:: Document text ::
※ ※ ※

Friday, 24 October 2014

Texel Trip Report October 9th - 16th, 2014

Texel is the southernmost of the Wadden Islands, the Dutch part of the Frisian archipelago, which stretches from Holland through Germany to Denmark.  The island is tear drop shaped, being roughly nine miles from north to south and four miles east to west at the widest.  The southern half of the island is generally arable with a patch work of agricultural land, interspersed with hamlets and larger villages and is the most populated zone.  The far south contains the wide expanse of mudflats and marshes known as de Mokbuy.  The east coast is similarly agricultural or pastoral, with a network of pools, lakes and flooded areas north of Oudeschild.  This area and de Mokbuy is the best area for waders.  The north and west of Texel has a more rugged feel with a  beautiful coastline, consisting of extensive beaches and a system of dunes.

※ ※ ※

:: Challenges ::
1) Answer these questions from the Texel trip report:
(a) Roughly how far does the island stretch from north to south?
(b) What is the name of the expanse of mudflats and marshes in the far south?
(c) Where is the network of pools, lakes and flooded areas?
2) Reproduce the Texel trip report verbatim from "Texel Trip Report" up to and including "system of dunes.".
3) How would the Texel trip report go on after its final sentence? Extend it from there.
The listing comes from a different source than the Texel trip report.

(Location identification items)

※ ※ ※

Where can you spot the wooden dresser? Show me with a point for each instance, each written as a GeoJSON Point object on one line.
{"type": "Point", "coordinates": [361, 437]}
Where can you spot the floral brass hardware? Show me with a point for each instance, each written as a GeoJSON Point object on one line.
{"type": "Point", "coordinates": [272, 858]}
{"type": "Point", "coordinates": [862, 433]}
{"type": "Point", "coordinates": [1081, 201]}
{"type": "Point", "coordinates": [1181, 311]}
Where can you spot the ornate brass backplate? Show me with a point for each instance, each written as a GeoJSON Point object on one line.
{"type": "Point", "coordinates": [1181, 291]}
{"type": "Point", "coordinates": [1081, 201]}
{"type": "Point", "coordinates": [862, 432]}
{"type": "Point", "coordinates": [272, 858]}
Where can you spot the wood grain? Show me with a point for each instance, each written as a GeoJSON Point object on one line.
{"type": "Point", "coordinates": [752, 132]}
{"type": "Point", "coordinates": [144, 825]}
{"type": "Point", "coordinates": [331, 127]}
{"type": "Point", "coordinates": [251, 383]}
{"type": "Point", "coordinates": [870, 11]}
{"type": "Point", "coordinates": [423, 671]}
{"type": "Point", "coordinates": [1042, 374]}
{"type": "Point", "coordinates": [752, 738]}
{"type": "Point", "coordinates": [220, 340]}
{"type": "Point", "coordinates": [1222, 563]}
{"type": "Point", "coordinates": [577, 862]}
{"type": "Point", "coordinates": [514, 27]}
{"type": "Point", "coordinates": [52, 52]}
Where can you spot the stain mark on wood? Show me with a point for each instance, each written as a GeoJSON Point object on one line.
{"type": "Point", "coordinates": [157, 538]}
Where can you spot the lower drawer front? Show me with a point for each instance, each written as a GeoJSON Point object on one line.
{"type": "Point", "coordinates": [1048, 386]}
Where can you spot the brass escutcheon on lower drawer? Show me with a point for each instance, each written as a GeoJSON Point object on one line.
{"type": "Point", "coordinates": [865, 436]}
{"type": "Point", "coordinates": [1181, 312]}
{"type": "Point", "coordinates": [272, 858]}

※ ※ ※

:: Solved problems ::
1)
(a) Roughly nine miles.
(b) De Mokbuy.
(c) North of Oudeschild, on the east coast.

2)
Texel Trip Report October 9th - 16th, 2014

Texel is the southernmost of the Wadden Islands, the Dutch part of the Frisian archipelago, which stretches from Holland through Germany to Denmark.  The island is tear drop shaped, being roughly nine miles from north to south and four miles east to west at the widest.  The southern half of the island is generally arable with a patch work of agricultural land, interspersed with hamlets and larger villages and is the most populated zone.  The far south contains the wide expanse of mudflats and marshes known as de Mokbuy.  The east coast is similarly agricultural or pastoral, with a network of pools, lakes and flooded areas north of Oudeschild.  This area and de Mokbuy is the best area for waders.  The north and west of Texel has a more rugged feel with a  beautiful coastline, consisting of extensive beaches and a system of dunes.

3)
Being a non-driver, I relied on public transport, taking the overnight ferry from Harwich, thence trains north Hoek van Holland to den Helder.  The ferry takes seven hours and the excellent Dutch railways provide a reliable connection of just over three hours from the port to den Helder.  From Den Helder it is necessary to take the TESO ferry, a journey of twenty minutes, docking at ‘T Horntje.
On Texel I relied mainly on my own two feet for the majority of the trip, though bicycles largely eliminate the leg work and hiring them is easy and inexpensive.  For two days I joined my good friend Wietze Janse and his nephew Jonathan.   I am also indebted for vehicular assistance from Angelique Belfroid, Rogier van Viegan and Ger Monteney.

I was based in the village of de Cocksdorp at the northernmost part of the island.  My trip co-incided with the annual autumn Dutch Birding weekend, organised by Dutch Birding.  There are illustrated talks for three nights, a bird quiz and other events in the evening, including an excellent hot buffet on the Saturday night.  Being a non-Dutch speaker at these meetings is barely a disadvantage, and I was made to feel extremely welcome.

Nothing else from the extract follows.